DATA LINES:
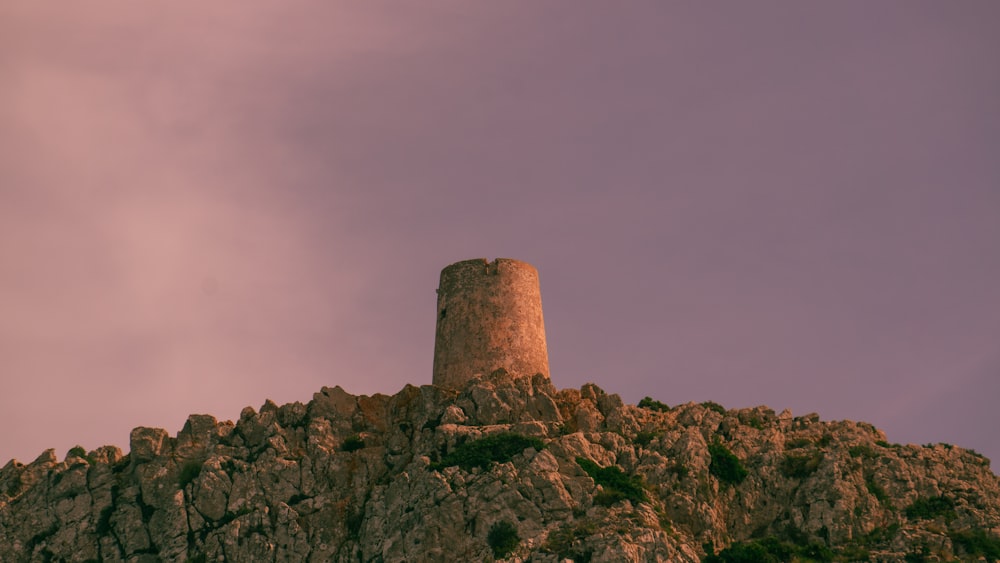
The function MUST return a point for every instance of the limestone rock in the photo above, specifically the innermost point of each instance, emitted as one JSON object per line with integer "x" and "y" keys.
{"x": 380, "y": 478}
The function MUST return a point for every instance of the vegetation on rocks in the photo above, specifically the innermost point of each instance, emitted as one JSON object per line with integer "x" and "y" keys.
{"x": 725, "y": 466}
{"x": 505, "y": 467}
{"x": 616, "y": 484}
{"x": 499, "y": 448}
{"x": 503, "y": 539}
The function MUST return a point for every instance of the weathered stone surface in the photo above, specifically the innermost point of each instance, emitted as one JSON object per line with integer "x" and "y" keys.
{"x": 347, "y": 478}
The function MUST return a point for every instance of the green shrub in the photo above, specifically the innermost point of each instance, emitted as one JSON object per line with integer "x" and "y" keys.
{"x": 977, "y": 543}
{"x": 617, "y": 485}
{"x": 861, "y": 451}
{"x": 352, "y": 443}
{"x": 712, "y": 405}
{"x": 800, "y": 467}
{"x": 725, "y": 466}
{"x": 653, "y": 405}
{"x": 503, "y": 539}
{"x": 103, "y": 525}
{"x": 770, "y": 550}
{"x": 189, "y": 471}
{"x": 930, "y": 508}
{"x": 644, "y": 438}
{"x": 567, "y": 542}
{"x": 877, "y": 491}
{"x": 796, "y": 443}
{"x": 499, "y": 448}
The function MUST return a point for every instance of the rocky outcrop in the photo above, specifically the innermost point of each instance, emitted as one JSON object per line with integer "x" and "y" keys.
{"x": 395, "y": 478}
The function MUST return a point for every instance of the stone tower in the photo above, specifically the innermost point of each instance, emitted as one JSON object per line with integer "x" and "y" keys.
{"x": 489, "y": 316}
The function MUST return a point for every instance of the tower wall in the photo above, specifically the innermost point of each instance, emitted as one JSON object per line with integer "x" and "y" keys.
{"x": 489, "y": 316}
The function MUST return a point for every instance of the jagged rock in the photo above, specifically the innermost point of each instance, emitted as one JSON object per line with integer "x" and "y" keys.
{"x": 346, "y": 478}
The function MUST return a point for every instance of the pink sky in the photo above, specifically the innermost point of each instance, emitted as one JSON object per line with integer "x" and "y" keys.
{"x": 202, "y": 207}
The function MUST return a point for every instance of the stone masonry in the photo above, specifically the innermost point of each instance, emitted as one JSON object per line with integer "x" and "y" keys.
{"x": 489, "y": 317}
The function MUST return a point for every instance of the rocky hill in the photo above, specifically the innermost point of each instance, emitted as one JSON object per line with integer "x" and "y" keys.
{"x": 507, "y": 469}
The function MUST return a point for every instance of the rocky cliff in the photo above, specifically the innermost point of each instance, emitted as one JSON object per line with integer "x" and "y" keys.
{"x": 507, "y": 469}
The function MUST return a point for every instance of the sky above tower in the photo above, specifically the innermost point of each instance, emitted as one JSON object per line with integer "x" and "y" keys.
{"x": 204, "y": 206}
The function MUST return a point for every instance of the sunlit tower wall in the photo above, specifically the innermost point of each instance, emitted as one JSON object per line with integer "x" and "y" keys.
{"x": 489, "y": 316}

WHAT THE EXERCISE ASKS: Copy exactly, and only, the lines from the one containing "the stone masonry" through the last line of the listing.

EXERCISE RESULT:
The function MUST return a point for every instance of the stone masonry in the photo above, specifically the innermost point of each instance, emitted as one JSON object per line with integer "x" and "y" keys.
{"x": 489, "y": 317}
The function MUST return a point for every instance of the rocky hill in the photo above, specifically the innermost point of each instance, emitted as one JSON object per line with integer "x" and "y" keys.
{"x": 507, "y": 469}
The function MUST return a point for every instance of the rocky cliff in the photo above, specifically the innermost point of each instance, emitted as one JSON object per line with integer "x" and "y" keys.
{"x": 507, "y": 469}
The function MUST return a point for every instance of the sky above tower in the photo above, specifically the innermost point of each instance, emitted as one JSON object per line with integer "x" and "y" keys.
{"x": 204, "y": 206}
The function MUST return a point for every instance of the sunlit tower wall in the photo above, specifically the innermost point of each instance, emitted as one JSON object per line with integer "x" and "y" keys.
{"x": 489, "y": 316}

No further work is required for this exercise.